*** SELECTED EXTRACT Section Begins ***

Freak infection linked to inhaled DNA fragments

Top News | 18 May 2021

Jane Cheung

A worker at a mainland-run laboratory in Tai Po carrying out tests could have inhaled noninfectious DNA fragments of Covid-19 during an overnight stay and then tested positive for the virus the next day.

Expert Yuen Kwok-yung presented that scenario to explain a freak case. The 29-year-old man, fully vaccinated, had shown up as a coronavirus case at first but then tested negative after being admitted to hospital on May 7. Then it became apparent he had no symptoms of Covid-19 at all, which led to him being given an all clear.

Speaking after inspecting the Shenzhen-headquartered BGI laboratory in Tai Po Industrial Estate yesterday, University of Hong Kong microbiologist Yuen said the lab conducts tests on the coronavirus' DNA fragments and the room used for that is adjacent to the lounge. So the DNA could have drifted between rooms.

He said the DNA fragments are not contagious but they can lodge in a person's nose and throat for a time. "It's likely the staff had not worn his mask properly when he rested and inhaled the DNA in the air," Yuen said.

*** SELECTED EXTRACT Section Ends ***

## ACTIVITY 1
Answer these questions using the news article about the Tai Po laboratory case:
(a) How old was the laboratory worker?
(b) On what date was he admitted to hospital?
(c) Which room is next to the room where the lab tests the coronavirus' DNA fragments?
## ACTIVITY 2
Write a continuation of the news article about the Tai Po laboratory case, picking up after its last paragraph.

*** EXTRACTED ENTRIES Section Begins ***

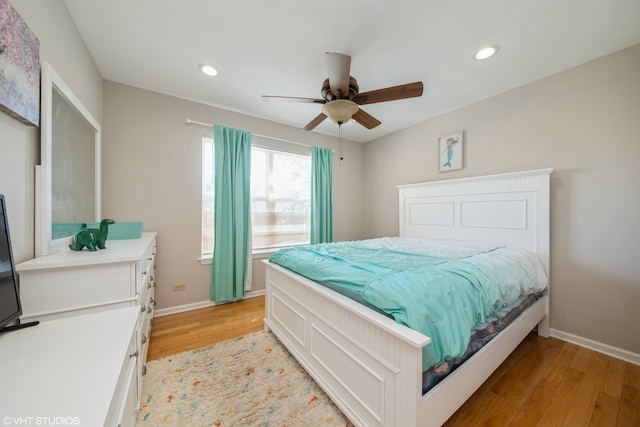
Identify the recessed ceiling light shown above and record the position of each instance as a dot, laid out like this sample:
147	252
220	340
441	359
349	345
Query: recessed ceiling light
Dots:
486	52
209	70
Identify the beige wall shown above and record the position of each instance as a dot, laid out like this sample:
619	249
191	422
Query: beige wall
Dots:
62	46
151	172
584	123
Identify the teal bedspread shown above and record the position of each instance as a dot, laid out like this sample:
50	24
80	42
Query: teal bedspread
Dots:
439	288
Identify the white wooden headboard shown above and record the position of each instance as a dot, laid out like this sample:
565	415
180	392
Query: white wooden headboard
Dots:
507	209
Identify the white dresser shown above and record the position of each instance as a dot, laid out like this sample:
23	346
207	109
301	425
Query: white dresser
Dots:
70	283
76	371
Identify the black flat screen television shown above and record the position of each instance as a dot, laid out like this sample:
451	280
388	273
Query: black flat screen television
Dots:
10	308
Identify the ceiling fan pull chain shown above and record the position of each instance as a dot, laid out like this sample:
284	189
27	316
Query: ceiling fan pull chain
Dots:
340	144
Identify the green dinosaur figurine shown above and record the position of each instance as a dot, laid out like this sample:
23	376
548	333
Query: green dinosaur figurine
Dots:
91	238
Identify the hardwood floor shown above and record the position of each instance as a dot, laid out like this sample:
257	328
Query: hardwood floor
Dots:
545	381
181	332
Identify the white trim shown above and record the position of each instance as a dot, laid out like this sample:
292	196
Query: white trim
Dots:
197	305
609	350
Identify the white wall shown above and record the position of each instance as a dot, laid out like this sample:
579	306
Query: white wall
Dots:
584	123
62	46
152	172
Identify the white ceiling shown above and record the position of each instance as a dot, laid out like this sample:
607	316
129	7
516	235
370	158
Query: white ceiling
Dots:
276	47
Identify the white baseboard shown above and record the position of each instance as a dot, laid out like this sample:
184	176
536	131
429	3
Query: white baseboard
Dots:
201	304
616	352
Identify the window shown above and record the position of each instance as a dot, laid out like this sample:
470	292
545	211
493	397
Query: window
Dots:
280	198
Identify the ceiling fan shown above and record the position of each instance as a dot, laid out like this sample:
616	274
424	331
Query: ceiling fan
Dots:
341	99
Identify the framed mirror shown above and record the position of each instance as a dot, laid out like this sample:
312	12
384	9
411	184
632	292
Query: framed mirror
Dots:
68	178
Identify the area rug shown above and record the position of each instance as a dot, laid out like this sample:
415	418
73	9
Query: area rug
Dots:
248	381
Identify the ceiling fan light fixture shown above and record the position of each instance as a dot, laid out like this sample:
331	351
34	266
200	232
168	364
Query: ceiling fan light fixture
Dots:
486	52
209	70
340	111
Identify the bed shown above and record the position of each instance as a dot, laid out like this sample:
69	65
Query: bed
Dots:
370	365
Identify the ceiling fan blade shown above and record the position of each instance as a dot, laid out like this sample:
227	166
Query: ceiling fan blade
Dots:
365	119
292	99
338	68
315	122
409	90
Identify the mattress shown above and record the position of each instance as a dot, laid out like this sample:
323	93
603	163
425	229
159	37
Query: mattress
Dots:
443	289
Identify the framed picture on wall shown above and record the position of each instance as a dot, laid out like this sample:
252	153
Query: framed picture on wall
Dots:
19	67
450	151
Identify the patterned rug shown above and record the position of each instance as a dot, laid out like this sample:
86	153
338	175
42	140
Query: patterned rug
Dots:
249	381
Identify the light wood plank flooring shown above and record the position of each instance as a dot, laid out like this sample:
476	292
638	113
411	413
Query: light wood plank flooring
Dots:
545	381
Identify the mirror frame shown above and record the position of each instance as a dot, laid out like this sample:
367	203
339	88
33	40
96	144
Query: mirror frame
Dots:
44	243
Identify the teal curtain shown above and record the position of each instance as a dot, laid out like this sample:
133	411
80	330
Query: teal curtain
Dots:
232	213
321	201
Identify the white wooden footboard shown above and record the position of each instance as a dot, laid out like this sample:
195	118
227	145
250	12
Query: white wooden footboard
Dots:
369	365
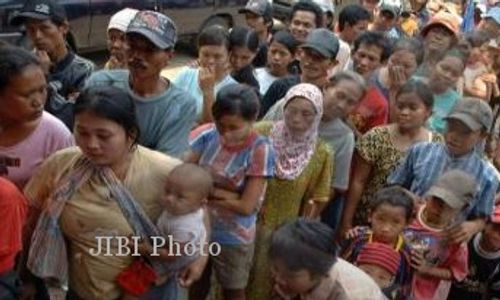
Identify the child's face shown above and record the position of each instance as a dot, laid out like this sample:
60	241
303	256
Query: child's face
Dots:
181	197
459	138
438	212
380	275
292	282
491	238
387	222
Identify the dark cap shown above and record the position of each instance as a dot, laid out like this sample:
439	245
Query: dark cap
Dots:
323	41
259	7
393	9
40	10
456	188
473	112
156	27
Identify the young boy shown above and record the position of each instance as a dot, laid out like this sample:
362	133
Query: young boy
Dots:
435	258
483	280
182	222
468	125
381	262
391	211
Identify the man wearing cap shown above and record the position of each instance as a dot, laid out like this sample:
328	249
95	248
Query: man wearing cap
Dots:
46	26
259	16
317	56
468	125
439	35
484	264
165	113
491	22
117	45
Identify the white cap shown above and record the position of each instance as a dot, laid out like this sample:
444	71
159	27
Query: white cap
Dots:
122	19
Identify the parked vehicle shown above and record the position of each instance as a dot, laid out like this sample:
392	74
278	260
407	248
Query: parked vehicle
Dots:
89	18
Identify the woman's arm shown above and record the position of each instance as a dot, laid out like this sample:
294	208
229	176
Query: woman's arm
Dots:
362	171
247	202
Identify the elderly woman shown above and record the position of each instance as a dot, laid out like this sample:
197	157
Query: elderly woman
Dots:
107	187
301	185
28	134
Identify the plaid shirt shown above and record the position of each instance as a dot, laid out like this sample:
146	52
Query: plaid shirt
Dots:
425	162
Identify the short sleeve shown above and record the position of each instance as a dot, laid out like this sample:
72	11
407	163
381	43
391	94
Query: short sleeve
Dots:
200	137
322	182
262	159
369	145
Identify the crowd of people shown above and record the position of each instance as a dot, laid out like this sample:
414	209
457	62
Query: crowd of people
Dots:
351	155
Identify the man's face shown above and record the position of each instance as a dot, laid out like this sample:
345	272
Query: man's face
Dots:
144	58
302	23
46	35
367	59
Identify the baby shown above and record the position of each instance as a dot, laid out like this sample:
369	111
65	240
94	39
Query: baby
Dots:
182	221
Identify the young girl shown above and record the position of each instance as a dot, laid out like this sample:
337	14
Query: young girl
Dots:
304	265
240	161
280	55
379	151
244	45
205	81
391	210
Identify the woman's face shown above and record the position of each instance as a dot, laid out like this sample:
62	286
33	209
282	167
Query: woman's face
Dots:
240	57
214	57
299	115
103	141
340	100
447	72
23	99
410	111
278	59
233	129
406	60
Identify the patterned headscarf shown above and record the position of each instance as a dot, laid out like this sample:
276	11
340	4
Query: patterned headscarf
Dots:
293	154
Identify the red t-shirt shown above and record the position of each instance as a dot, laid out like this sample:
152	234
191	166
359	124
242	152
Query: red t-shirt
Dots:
373	110
13	208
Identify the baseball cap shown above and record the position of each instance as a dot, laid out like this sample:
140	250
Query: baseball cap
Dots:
323	41
493	13
495	216
444	19
259	7
473	112
381	255
122	19
455	187
156	27
393	9
40	10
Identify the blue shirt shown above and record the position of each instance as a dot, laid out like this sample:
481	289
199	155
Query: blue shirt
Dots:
425	162
165	120
188	80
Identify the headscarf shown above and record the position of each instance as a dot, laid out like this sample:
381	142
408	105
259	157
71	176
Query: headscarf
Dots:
293	154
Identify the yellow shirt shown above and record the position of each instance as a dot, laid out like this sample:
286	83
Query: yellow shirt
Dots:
92	212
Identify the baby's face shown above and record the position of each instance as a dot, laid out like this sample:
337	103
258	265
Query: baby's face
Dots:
380	275
180	197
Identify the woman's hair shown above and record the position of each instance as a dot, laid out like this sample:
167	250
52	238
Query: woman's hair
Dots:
304	244
421	89
110	103
236	99
412	45
348	76
393	196
285	38
214	35
13	61
244	37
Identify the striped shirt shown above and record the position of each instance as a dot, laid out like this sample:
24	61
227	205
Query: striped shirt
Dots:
230	170
425	162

*** EXTRACTED ENTRIES Section Ends ***

## WRITTEN ANSWER 1
(a) 29 years old.
(b) May 7.
(c) The lounge.

## WRITTEN ANSWER 2
The man, who had his second shot of the German-made BioNTech/Fosun vaccine on April 10, was classified as having an untraceable local infection on May 7 after being tested at a Yuen Long mobile station three days earlier.

But genetic sequencing found his infection had not been caused by mutant variants in the SAR and authorities eventually cleared him on Saturday.

Yuen said: "This is a bizarre incident. But it should be an isolated event." He suggested labs use ultraviolet lighting to disinfect places when they are not in use.

Another unknown-source local infection is a four-year-old boy at HKVNS Alumni Association Kindergarten (KCC) in Ho Man Tin.

The boy, whose infection was announced on Saturday, tested negative for the coronavirus and antibodies after he was admitted to hospital, prompting experts to speculate he was a "false positive" case.

Yuen said it may take the immune system seven days to develop antibodies after contracting Covid-19 and it was too early to conclude the boy was a false positive case.

Hong Kong yesterday reported only one imported case - a 25-year-old helper from Indonesia - to take its tally to 11,826, including 210 deaths.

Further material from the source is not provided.